■ TASK REQUIREMENTS ■
(1) Decide whether each statement agrees with the electroacupuncture abstract, answering yes or no and quoting the words that settle it: (a) the colitis model was induced with TNBS; (b) EA raised the interleukin-1ß level; (c) the hyperactivity of the HPA axis increased.
(2) Name every technique the electroacupuncture abstract says the tests were carried out by.
(3) Reproduce the passage of the electroacupuncture abstract between "Electroacupuncture Attenuated Anxiety" and "TNBS-Induced IBD Rats.", inclusive.

■ TEXT SEGMENT ■

-=-=-

Electroacupuncture Attenuated Anxiety and Depression-Like Behavior via Inhibition of Hippocampal Inflammatory Response and Metabolic Disorders in TNBS-Induced IBD Rats.

This study was designed to explore the potential mechanisms of electroacupuncture (EA) in treating inflammatory bowel disease- (IBD-) related anxiety and mood disorders. A colitis model was induced in rats with 2, 4, 6-trinitrohydrosulfonic acid (TNBS), followed by ST36 and SP6 targeted therapy by EA or sham EA treatment. The elevated plus maze (EPM) and open-field test (OFT) were performed to assess the state of anxiety and depression-like behavior. Tests were carried out by 16S rDNA amplification sequence, 1H nuclear magnetic resonance (1H NMR) spectroscopy, immunofluorescence staining, and enzyme-linked immunosorbent assay (ELISA). The analyses detailed metabolic alterations and the Toll-like receptor 4 (TLR4) signaling pathway/NOD-like receptor protein 3 (NLRP3) inflammasome in rats' hippocampal region. Furthermore, the activity of the hypothalamic-pituitary adrenal (HPA) axis and gut microbiome was assessed. As a result of treatment, EA significantly improved in the behavioral tests and altered the composition of the gut microbiome through a significant increase in the density of short chain fatty acids (SCFAs) producers mainly including Ruminococcaceae, Phascolarctobacterium, and Akkermansiaceae. EA upregulated the metabolites of the hippocampus mainly containing l-glutamine and gamma-aminobutyric acid (GABA), as well as ZO-1 expression. Whereas the treatment blocked the TLR4/nuclear factor- kappa B (NF-κB) signaling pathways and NLRP3 inflammasomes, along with downregulating the interleukin- (IL-) 1ß level. The hyperactivity of the HPA axis was also diminished. In conclusion, EA at ST36 and SP6 attenuated anxiety and depression-like behavior in colitis model rats through their effects on the gut microbiome by modulating the hippocampal inflammatory response and metabolic disorders, as well as the HPA axis. This study provides evidence for clinical application of EA to serve as an adjunctive treatment for IBD-related anxiety and depression.

-=-=-

■ DATASET EXCERPTS ■
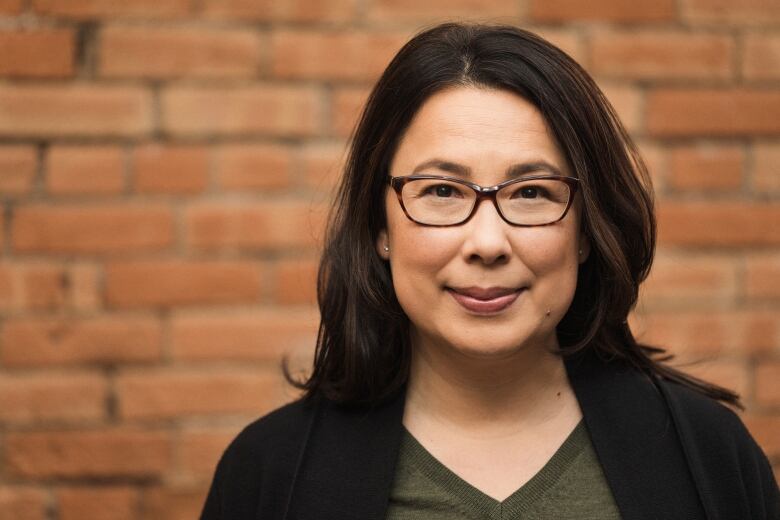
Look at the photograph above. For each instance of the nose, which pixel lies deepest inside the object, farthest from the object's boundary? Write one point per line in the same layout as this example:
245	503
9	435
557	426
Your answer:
486	236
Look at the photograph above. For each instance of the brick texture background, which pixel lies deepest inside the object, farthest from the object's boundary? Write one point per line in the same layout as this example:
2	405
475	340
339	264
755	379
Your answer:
165	169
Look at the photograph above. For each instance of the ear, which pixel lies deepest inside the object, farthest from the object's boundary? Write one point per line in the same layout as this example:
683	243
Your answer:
583	248
382	242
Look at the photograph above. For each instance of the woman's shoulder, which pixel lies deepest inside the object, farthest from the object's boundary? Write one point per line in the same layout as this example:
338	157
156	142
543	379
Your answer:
704	415
720	450
283	426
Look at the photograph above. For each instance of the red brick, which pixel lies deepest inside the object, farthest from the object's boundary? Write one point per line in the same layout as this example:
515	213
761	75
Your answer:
74	110
254	167
728	373
245	336
661	55
346	106
296	282
766	167
685	112
440	10
171	169
285	111
768	383
93	9
766	430
322	164
656	161
18	165
731	12
601	10
34	285
8	289
708	167
93	229
98	503
281	10
175	393
10	6
82	170
567	40
51	397
341	55
22	503
627	102
84	281
266	225
43	287
762	277
708	333
169	283
693	281
200	450
171	52
162	503
108	339
718	224
114	452
761	57
42	53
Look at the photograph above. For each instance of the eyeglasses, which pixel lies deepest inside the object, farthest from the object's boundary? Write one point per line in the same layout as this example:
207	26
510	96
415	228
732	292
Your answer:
432	200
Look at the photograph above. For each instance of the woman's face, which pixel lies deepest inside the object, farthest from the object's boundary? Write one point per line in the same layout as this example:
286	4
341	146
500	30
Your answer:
443	275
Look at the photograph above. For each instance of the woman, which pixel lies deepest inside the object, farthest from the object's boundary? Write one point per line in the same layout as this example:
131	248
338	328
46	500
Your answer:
491	230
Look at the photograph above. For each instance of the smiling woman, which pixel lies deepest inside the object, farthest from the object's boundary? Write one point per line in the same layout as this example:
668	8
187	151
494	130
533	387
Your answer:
491	231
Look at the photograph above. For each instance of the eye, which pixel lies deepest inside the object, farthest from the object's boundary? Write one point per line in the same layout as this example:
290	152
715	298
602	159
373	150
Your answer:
529	192
441	190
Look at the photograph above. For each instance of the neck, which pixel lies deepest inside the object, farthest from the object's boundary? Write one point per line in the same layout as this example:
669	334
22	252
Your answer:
499	394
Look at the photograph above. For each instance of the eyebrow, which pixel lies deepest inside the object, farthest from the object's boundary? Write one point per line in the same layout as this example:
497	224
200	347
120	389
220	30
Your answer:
516	170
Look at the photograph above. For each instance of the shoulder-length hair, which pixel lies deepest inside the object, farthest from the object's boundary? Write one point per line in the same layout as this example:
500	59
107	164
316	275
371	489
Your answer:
363	349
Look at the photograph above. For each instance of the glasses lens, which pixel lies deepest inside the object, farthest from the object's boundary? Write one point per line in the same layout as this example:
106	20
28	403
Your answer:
534	202
437	202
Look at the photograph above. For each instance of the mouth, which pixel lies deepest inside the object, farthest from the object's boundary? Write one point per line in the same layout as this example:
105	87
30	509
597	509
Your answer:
480	300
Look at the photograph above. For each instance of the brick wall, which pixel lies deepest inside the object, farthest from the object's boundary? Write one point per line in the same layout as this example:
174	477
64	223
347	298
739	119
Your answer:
165	166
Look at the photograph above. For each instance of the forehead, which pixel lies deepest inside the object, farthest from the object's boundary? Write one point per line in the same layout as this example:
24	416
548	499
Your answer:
483	129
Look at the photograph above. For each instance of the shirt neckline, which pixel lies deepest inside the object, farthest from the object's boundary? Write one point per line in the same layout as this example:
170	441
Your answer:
485	505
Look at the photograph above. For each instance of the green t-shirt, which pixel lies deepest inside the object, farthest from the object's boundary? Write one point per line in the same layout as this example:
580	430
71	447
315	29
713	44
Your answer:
570	486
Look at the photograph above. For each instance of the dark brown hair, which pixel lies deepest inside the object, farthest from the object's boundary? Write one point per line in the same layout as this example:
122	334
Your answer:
363	350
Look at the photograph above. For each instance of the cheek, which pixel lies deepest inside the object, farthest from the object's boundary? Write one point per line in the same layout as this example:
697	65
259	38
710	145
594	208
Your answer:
416	251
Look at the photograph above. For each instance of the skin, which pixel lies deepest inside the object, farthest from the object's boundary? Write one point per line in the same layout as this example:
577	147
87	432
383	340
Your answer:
484	388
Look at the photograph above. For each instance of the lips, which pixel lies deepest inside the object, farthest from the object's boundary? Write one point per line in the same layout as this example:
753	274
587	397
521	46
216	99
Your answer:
485	300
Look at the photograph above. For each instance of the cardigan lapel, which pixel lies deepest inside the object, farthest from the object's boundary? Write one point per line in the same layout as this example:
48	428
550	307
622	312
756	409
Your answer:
635	440
349	463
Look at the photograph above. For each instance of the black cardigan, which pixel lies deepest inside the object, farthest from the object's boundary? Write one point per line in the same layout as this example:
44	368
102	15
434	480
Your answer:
667	452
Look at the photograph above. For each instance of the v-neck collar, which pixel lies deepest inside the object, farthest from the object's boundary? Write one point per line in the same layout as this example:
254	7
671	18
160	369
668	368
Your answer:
483	505
348	463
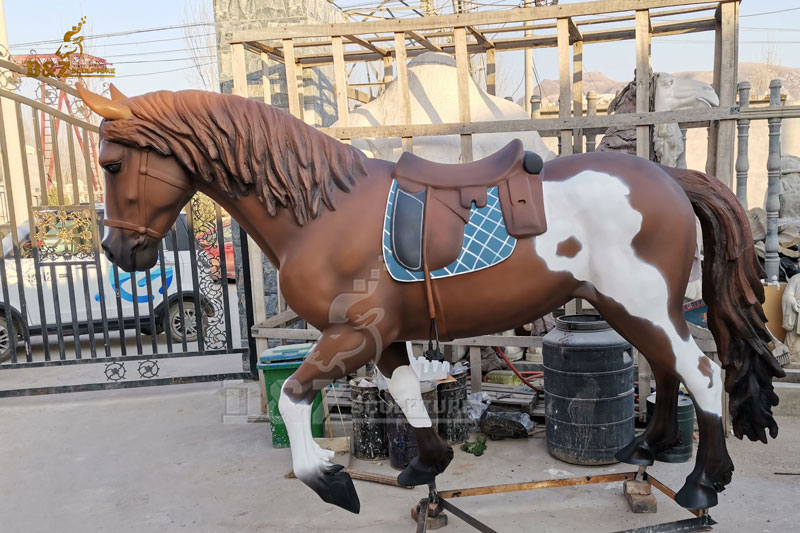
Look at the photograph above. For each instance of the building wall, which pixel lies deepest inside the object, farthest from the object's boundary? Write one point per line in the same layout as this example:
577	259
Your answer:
230	15
319	105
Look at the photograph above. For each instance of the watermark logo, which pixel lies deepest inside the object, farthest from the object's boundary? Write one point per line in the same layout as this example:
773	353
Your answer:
69	60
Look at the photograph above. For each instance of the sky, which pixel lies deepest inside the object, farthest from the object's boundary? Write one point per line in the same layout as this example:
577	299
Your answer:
147	66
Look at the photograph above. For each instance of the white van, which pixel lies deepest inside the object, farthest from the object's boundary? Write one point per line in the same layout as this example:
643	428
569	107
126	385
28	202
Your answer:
118	298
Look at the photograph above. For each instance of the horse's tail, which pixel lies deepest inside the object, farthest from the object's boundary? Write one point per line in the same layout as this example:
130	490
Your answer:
734	293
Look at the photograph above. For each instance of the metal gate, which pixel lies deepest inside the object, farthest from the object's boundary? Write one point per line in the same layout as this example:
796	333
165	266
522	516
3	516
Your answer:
69	319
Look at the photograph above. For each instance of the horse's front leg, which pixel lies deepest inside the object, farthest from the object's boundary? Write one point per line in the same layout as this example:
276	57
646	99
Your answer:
434	453
340	350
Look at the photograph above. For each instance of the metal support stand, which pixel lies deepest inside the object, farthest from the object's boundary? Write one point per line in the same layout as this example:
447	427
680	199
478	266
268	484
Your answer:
437	502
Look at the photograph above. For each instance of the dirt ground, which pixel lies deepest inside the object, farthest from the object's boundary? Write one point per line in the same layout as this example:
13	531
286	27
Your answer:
174	459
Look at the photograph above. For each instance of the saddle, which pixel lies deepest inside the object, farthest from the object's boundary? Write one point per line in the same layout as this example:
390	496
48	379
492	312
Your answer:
433	202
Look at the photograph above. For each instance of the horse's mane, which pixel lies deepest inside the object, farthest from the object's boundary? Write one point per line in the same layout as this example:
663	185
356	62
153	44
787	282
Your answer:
241	146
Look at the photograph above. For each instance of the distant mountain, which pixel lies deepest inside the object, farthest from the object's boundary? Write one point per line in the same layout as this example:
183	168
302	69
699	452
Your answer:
758	74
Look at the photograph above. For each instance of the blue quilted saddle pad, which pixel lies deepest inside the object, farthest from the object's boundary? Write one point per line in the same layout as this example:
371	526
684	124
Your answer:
486	241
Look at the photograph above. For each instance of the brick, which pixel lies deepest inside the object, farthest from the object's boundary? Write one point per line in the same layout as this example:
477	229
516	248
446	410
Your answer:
636	487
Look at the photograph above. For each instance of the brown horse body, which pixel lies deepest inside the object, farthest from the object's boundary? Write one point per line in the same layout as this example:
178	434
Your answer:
621	234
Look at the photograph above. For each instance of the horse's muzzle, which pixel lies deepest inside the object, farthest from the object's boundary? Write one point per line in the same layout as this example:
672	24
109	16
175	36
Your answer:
130	252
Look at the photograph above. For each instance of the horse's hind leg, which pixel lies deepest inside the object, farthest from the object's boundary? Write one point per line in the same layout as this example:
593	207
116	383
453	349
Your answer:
434	453
340	350
674	352
662	429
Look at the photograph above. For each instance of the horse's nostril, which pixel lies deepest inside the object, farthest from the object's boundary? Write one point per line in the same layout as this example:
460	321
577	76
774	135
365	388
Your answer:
108	253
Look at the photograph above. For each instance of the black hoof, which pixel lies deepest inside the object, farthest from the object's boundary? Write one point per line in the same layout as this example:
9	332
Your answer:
637	452
336	487
694	495
418	474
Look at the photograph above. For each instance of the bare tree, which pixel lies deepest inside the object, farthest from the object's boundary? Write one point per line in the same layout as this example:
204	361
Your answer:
767	69
201	44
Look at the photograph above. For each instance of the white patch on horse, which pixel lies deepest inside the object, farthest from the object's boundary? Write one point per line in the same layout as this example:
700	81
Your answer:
308	459
404	388
607	260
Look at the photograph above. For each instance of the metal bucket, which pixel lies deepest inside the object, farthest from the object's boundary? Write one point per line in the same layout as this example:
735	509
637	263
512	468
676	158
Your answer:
369	429
452	410
589	397
681	452
402	442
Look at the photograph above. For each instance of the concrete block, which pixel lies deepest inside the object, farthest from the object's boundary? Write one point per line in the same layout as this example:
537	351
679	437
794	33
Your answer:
637	487
637	501
432	522
789	394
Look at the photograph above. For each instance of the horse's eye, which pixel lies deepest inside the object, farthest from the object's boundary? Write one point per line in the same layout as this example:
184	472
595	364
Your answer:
112	168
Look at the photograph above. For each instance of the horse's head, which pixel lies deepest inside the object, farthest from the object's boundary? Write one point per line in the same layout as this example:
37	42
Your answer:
673	93
144	191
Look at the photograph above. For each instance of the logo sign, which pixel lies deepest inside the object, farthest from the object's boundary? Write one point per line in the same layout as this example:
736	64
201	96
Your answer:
69	61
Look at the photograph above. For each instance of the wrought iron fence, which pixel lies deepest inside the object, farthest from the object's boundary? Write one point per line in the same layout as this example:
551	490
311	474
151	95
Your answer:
62	303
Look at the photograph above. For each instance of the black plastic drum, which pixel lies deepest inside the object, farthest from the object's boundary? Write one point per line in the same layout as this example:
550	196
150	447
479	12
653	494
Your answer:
452	411
369	427
681	452
589	396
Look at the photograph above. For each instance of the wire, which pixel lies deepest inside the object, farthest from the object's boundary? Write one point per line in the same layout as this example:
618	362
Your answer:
161	60
164	71
770	12
518	374
120	33
140	54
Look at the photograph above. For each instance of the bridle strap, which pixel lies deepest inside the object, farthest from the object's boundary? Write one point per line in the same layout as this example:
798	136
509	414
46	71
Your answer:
141	230
145	173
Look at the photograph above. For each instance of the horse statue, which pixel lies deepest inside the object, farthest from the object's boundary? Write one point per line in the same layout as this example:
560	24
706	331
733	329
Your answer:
613	229
667	93
436	69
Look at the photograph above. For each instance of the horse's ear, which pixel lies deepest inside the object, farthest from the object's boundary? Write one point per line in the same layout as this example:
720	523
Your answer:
103	106
116	94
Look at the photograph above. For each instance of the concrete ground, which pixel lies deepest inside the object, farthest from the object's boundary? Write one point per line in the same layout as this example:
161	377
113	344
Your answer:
181	458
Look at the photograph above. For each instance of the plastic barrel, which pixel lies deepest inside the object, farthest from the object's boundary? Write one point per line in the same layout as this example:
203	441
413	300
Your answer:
402	442
452	411
369	427
277	364
681	452
589	396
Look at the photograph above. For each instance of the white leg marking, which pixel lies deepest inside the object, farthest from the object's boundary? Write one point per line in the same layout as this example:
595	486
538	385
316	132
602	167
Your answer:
606	229
404	387
308	459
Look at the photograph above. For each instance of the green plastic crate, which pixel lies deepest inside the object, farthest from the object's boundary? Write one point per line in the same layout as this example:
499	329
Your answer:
277	364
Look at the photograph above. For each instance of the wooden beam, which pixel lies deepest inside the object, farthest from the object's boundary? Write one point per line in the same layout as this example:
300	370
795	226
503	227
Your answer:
577	93
266	84
643	80
359	96
728	59
269	50
388	70
520	43
291	79
690	117
565	83
574	32
239	70
368	45
423	41
462	71
481	38
402	79
491	71
599	7
340	79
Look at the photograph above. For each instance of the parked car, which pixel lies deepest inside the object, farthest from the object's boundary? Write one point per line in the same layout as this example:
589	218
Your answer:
118	290
208	242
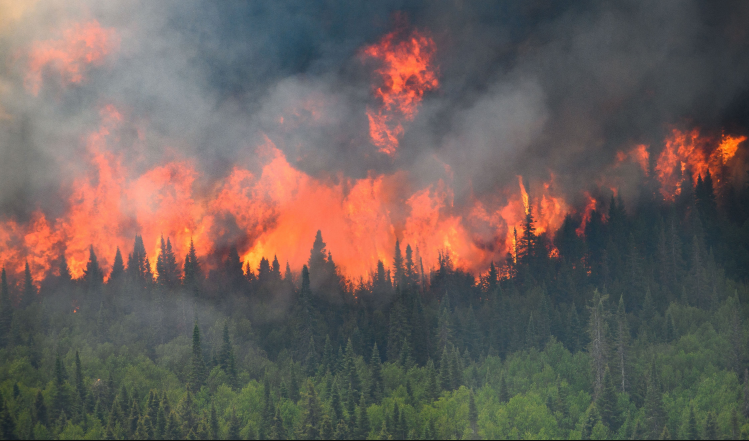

-=-=-

■ ANSWERS BY TASK ■
(1)
(a) Yes: "A colitis model was induced in rats with 2, 4, 6-trinitrohydrosulfonic acid (TNBS)"
(b) No: "along with downregulating the interleukin- (IL-) 1ß level"
(c) No: "The hyperactivity of the HPA axis was also diminished."

(2)
- 16S rDNA amplification sequence
- 1H nuclear magnetic resonance (1H NMR) spectroscopy
- immunofluorescence staining
- enzyme-linked immunosorbent assay (ELISA)

(3)
Electroacupuncture Attenuated Anxiety and Depression-Like Behavior via Inhibition of Hippocampal Inflammatory Response and Metabolic Disorders in TNBS-Induced IBD Rats.